===== TEXT PASSAGE =====

Indian right-wing magazine

Swarajya is an English-language Indian right-wing monthly print magazine and news portal. The publication reports favourably on the Bharatiya Janata Party and has published misinformation on many occasions.

R. Jagannathan is the current editorial director. Originally established in 1956 as a weekly under the patronage of C. Rajagopalachari, it shut down in 1980 but was relaunched in September 2014, as a daily news website; a monthly print magazine was launched in January 2015.

== History ==
Swarajya was launched as a weekly magazine in 1956 by journalist Khasa Subba Rao, under the patronage of C. Rajagopalachari, a prominent independence activist and one of the founders of the Swatantra Party.

The magazine strongly advocated individual freedom and freedom of enterprise as against Nehru's socialist policies. Minoo Masani, Ramaswamy Venkataraman, and R. K. Laxman have contributed to the magazine. After Rajagopalachari's death in 1972, the magazine slowly began to decline and eventually closed in 1980.

=== Relaunch in 2014 ===
The magazine was relaunched as an online daily in September 2014, with Sandipan Deb as the Editorial Director; the first edition of the print magazine was launched in January 2015. Coimbatore-based Kovai Media Private Limited purchased the rights to the magazine from Chennai-based Bharathan Publishers, along with 40,000 pages from the earlier editions of the magazine. The magazine describes itself as "a big tent for liberal right of centre discourse".

In October 2016, it acquired OpIndia; in 2018, it became an independent entity. In 2018, Swarajya launched its Hindi edition.

== Reception ==
The website has misreported news on multiple occasions, according to fact-checkers including Alt News and Boom. Columnists working for Swarajya have allegedly engaged in a variety of trolling over Twitter. Journalists working for Swarajya have propagated communally charged fake news via their personal accounts. Swarajya was blacklisted from English Wikipedia in 2020 alongside OpIndia and Hindu nationalist website TFIpost.

===== DATA TO EXAMINE =====

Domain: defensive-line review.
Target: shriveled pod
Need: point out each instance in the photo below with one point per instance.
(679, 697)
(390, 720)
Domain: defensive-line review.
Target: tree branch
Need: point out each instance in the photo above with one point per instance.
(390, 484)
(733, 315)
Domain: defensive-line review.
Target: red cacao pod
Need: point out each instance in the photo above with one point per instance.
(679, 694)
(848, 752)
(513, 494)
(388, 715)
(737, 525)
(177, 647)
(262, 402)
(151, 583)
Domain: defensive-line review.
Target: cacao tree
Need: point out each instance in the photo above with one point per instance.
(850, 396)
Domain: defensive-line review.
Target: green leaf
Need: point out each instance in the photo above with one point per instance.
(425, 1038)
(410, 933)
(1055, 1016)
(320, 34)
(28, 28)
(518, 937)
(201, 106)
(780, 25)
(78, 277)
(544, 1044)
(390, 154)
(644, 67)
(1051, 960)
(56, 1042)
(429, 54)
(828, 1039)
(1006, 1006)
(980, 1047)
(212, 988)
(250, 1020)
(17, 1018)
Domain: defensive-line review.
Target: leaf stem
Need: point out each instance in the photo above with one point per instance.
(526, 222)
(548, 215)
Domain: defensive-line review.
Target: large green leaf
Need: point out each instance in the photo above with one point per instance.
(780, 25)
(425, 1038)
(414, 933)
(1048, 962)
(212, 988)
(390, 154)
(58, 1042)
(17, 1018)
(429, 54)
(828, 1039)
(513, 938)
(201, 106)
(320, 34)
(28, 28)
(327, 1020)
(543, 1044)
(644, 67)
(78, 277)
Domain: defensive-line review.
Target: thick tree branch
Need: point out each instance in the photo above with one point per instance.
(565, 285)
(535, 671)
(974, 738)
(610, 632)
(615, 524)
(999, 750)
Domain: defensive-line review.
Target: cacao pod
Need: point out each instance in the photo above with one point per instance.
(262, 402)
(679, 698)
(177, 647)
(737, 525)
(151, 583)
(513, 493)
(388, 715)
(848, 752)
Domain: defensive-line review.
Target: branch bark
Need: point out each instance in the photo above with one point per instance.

=====

### WHAT IS EXPECTED
Please condense the paragraph in the Swarajya text above that begins "The magazine was relaunched as an online daily" into a short bulleted list that keeps its main facts.

### RESPONSE TO THIS TASK
- Relaunched as an online daily in September 2014, with Sandipan Deb as Editorial Director
- First print edition launched in January 2015
- Rights bought by Coimbatore-based Kovai Media Private Limited from Chennai-based Bharathan Publishers, along with 40,000 pages from earlier editions
- Describes itself as "a big tent for liberal right of centre discourse"